*Written instruction 1:* According to the passage on L2 regularization below, how can L2 regularization on a linear model be thought of?

*Source document:*
==================================================

This is the maximum a posteriori estimate of \(\beta\), and it only differs from the maximum likelihood estimate in that the former takes into account previous information, or a prior distribution, on the parameter \(\beta\). In fact, the maximum likelihood estimate of the parameter can be seen as a special case of the maximum a posteriori estimate, where we take the prior probability distribution on the parameter to just be a constant.

Since (dropping unneeded constants) \(N(\beta, 0, \lambda^{-1}) = exp(\frac{- \beta^{2}}{2 \lambda^{-1}})\), after taking the log, and minimizing the negative of the above function we obtain the familiar regularizer \(\frac{1}{2} \lambda \beta^2\) and our squared loss function \(\sum_{i = 1}^{N} (y_i - x_i \beta)^2\) is the same as the loss function we obtained without regularization. In this way, \(L2\) regularization on a linear model can be thought of as imposing a Bayesian prior on the underlying parameters which we wish to estimate.

==================================================

*Listing:*
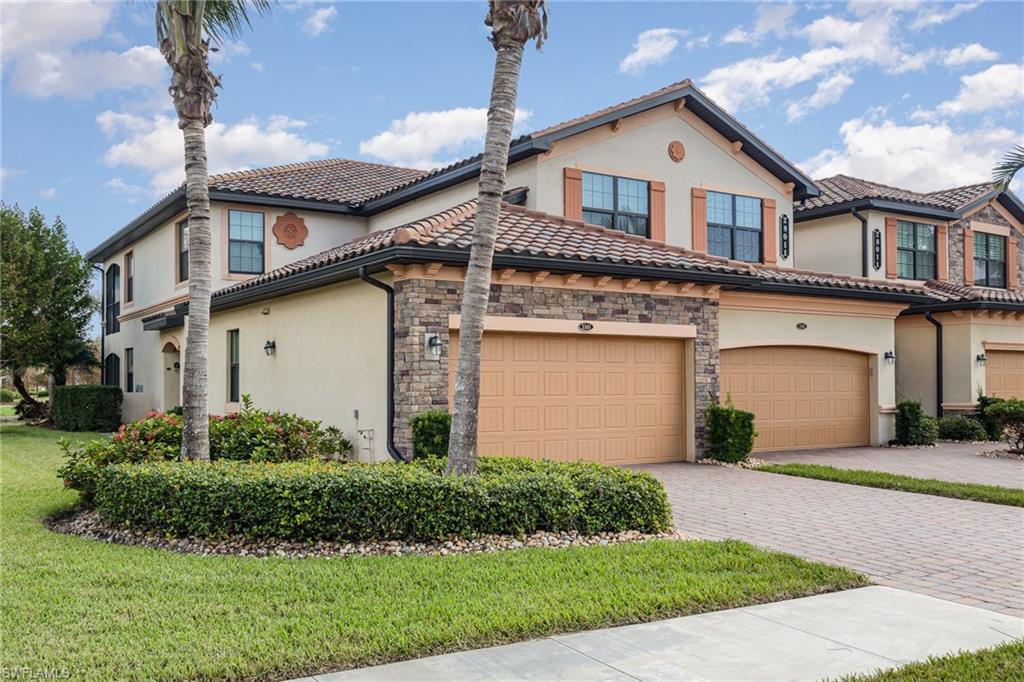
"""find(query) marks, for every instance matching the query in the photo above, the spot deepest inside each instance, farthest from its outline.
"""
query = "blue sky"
(925, 95)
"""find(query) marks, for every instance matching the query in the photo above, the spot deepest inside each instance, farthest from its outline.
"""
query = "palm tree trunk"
(196, 433)
(501, 116)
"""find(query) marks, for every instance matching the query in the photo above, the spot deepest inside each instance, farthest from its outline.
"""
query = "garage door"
(600, 398)
(801, 396)
(1005, 373)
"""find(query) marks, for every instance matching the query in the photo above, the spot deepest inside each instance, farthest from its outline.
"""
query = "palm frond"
(1008, 167)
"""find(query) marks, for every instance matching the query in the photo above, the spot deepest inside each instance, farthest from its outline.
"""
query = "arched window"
(112, 370)
(113, 299)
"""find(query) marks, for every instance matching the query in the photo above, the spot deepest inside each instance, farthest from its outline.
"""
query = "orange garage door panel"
(601, 398)
(801, 396)
(1005, 373)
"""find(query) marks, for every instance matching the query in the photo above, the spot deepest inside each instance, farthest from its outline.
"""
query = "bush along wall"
(87, 408)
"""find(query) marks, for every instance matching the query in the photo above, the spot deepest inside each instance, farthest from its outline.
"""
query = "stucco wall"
(872, 336)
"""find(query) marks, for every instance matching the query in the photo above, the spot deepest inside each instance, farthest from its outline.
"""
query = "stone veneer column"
(422, 306)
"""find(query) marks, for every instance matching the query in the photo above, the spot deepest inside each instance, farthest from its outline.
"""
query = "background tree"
(184, 29)
(45, 298)
(512, 24)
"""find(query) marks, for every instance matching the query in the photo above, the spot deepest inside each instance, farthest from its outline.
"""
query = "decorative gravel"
(87, 523)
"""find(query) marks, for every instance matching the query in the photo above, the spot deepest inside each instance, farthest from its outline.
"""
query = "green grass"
(993, 494)
(109, 611)
(999, 663)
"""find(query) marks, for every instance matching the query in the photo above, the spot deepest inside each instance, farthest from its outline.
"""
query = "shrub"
(310, 501)
(730, 432)
(87, 408)
(992, 426)
(961, 428)
(430, 433)
(913, 427)
(1010, 415)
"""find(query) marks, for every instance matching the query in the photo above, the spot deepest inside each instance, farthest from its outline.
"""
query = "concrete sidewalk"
(856, 631)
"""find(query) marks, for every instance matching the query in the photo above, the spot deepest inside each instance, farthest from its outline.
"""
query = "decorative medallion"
(676, 151)
(291, 230)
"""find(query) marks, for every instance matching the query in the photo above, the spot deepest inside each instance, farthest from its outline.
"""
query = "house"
(968, 243)
(648, 262)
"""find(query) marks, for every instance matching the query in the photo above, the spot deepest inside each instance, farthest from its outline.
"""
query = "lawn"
(977, 492)
(999, 663)
(108, 611)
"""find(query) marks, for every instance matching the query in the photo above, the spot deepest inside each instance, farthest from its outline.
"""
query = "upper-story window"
(734, 226)
(129, 276)
(914, 250)
(245, 242)
(182, 248)
(989, 260)
(113, 299)
(616, 203)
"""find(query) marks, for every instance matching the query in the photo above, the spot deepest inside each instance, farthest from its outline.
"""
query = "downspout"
(391, 450)
(863, 240)
(102, 326)
(938, 361)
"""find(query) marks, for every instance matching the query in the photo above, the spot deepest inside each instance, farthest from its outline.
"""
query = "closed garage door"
(801, 396)
(1005, 373)
(600, 398)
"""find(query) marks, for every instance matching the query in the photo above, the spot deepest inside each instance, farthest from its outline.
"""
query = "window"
(245, 242)
(616, 203)
(989, 260)
(129, 276)
(113, 299)
(182, 250)
(232, 366)
(914, 250)
(734, 226)
(112, 370)
(129, 370)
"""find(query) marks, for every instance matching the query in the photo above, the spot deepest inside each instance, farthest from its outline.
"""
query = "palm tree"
(1012, 162)
(184, 29)
(512, 24)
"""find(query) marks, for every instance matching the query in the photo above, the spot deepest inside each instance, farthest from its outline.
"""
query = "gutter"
(938, 361)
(391, 450)
(863, 239)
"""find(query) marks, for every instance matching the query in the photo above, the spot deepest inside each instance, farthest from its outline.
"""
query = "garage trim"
(594, 328)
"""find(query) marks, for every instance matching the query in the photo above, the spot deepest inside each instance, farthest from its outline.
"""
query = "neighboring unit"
(646, 265)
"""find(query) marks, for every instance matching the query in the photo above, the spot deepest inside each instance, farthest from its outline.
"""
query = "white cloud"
(419, 139)
(651, 47)
(318, 20)
(999, 86)
(41, 41)
(965, 54)
(154, 145)
(937, 13)
(923, 157)
(827, 92)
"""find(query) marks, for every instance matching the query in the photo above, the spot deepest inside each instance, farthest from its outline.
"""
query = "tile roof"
(843, 188)
(526, 232)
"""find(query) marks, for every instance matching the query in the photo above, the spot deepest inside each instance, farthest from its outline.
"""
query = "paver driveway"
(969, 552)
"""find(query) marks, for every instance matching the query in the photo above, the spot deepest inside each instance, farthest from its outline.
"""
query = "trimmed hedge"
(310, 501)
(87, 408)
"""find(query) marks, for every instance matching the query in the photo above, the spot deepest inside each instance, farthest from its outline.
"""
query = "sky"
(920, 95)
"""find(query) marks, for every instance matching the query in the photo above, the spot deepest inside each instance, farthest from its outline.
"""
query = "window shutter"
(891, 270)
(942, 253)
(656, 201)
(1012, 261)
(572, 188)
(698, 219)
(969, 257)
(768, 236)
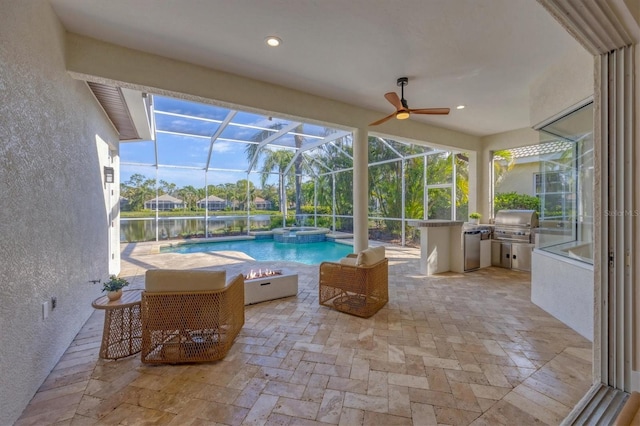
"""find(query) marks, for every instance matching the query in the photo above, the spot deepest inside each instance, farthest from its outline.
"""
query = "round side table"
(122, 335)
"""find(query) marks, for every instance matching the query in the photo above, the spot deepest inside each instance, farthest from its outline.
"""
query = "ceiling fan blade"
(394, 99)
(382, 120)
(436, 111)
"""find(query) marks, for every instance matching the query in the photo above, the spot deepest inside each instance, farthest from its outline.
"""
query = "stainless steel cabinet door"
(521, 256)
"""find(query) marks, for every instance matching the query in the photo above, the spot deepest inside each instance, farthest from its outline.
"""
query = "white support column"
(360, 190)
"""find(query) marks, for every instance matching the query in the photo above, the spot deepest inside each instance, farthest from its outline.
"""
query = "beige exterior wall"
(54, 140)
(565, 84)
(636, 313)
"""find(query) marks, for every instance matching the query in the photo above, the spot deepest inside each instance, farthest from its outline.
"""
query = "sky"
(183, 137)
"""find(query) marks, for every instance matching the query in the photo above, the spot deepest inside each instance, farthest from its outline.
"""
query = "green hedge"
(515, 201)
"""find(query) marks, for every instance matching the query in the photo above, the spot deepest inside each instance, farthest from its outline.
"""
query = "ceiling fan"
(402, 109)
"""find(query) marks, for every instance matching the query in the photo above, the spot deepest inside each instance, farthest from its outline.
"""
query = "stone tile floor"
(452, 349)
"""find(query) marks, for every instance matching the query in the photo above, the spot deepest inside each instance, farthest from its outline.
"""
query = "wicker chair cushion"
(370, 256)
(171, 280)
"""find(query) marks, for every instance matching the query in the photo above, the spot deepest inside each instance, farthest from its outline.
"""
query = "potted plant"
(474, 217)
(113, 287)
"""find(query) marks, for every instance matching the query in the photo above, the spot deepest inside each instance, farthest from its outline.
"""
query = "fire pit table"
(263, 285)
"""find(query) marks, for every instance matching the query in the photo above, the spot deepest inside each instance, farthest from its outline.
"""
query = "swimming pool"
(308, 253)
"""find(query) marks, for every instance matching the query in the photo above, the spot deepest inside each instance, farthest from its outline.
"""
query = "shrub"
(515, 201)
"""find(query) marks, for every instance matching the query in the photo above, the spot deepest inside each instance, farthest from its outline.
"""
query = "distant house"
(165, 202)
(262, 204)
(212, 203)
(531, 173)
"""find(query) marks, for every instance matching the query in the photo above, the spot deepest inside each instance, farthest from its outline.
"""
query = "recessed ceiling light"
(273, 41)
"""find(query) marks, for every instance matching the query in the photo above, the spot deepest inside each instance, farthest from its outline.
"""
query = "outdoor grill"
(513, 238)
(515, 225)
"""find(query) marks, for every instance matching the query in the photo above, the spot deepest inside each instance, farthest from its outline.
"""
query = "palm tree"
(137, 190)
(277, 160)
(503, 162)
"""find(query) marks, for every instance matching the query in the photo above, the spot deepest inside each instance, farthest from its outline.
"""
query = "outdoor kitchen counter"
(441, 247)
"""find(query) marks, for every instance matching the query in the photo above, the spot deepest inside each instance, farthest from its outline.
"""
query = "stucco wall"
(54, 238)
(564, 288)
(519, 179)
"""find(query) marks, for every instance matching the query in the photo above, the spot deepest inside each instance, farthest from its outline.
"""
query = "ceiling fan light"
(273, 41)
(402, 115)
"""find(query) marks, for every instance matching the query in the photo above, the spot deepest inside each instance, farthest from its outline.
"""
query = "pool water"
(269, 250)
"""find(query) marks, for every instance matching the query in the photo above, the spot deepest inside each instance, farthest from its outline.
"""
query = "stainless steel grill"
(515, 225)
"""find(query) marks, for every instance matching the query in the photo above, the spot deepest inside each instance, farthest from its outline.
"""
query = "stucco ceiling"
(480, 53)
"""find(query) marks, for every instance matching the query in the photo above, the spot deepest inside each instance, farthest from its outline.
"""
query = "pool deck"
(457, 349)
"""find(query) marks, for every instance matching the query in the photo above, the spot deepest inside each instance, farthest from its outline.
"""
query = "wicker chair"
(358, 284)
(190, 316)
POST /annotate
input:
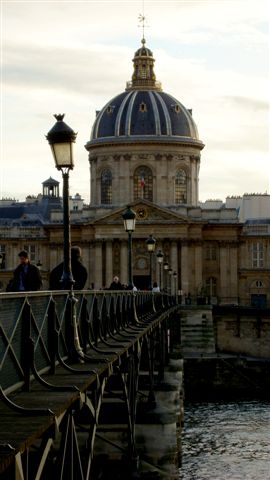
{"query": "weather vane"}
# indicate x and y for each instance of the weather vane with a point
(142, 20)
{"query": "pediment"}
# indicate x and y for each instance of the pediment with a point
(146, 213)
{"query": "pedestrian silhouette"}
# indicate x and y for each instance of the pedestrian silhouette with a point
(26, 277)
(116, 284)
(79, 272)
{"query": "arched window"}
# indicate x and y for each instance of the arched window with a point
(180, 186)
(211, 287)
(106, 187)
(143, 183)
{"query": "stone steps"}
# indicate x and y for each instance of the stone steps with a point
(197, 332)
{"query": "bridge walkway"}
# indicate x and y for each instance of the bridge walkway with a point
(42, 395)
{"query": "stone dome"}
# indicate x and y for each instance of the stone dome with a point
(143, 112)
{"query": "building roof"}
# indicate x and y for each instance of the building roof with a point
(143, 112)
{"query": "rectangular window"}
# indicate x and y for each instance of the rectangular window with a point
(257, 255)
(31, 249)
(211, 252)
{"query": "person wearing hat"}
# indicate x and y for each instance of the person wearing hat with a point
(26, 277)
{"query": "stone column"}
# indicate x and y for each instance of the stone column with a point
(98, 265)
(94, 181)
(109, 265)
(86, 261)
(198, 266)
(184, 267)
(223, 264)
(123, 262)
(233, 273)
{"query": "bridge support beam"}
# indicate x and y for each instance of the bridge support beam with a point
(158, 427)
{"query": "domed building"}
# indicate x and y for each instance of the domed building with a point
(145, 151)
(144, 144)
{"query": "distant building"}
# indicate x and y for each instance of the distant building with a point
(145, 152)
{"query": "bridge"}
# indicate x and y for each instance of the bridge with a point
(84, 383)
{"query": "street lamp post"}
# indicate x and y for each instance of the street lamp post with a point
(166, 268)
(175, 286)
(129, 224)
(170, 272)
(61, 138)
(160, 261)
(151, 245)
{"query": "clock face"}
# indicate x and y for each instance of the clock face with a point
(141, 213)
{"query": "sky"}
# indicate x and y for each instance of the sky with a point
(72, 57)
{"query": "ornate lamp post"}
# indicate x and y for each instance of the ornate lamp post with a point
(129, 224)
(151, 245)
(170, 280)
(160, 261)
(175, 286)
(61, 138)
(166, 268)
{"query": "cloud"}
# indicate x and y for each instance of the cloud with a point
(73, 57)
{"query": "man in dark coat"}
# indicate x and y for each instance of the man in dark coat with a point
(79, 272)
(26, 277)
(116, 284)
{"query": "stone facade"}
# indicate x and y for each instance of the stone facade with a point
(145, 152)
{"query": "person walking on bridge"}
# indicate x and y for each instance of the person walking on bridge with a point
(26, 277)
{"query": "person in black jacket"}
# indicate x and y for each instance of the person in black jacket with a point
(79, 272)
(26, 277)
(116, 284)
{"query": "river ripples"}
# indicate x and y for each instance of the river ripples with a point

==================================================

*Written instruction 2:* Report every line of the records above that contains the string "arched", matching case exactly.

*Result 1:* As imposing a Bayesian prior on the underlying parameters to be estimated.

*Result 2:*
query = "arched window"
{"query": "arched window"}
# indicate x and y for each instance of the arched window with a point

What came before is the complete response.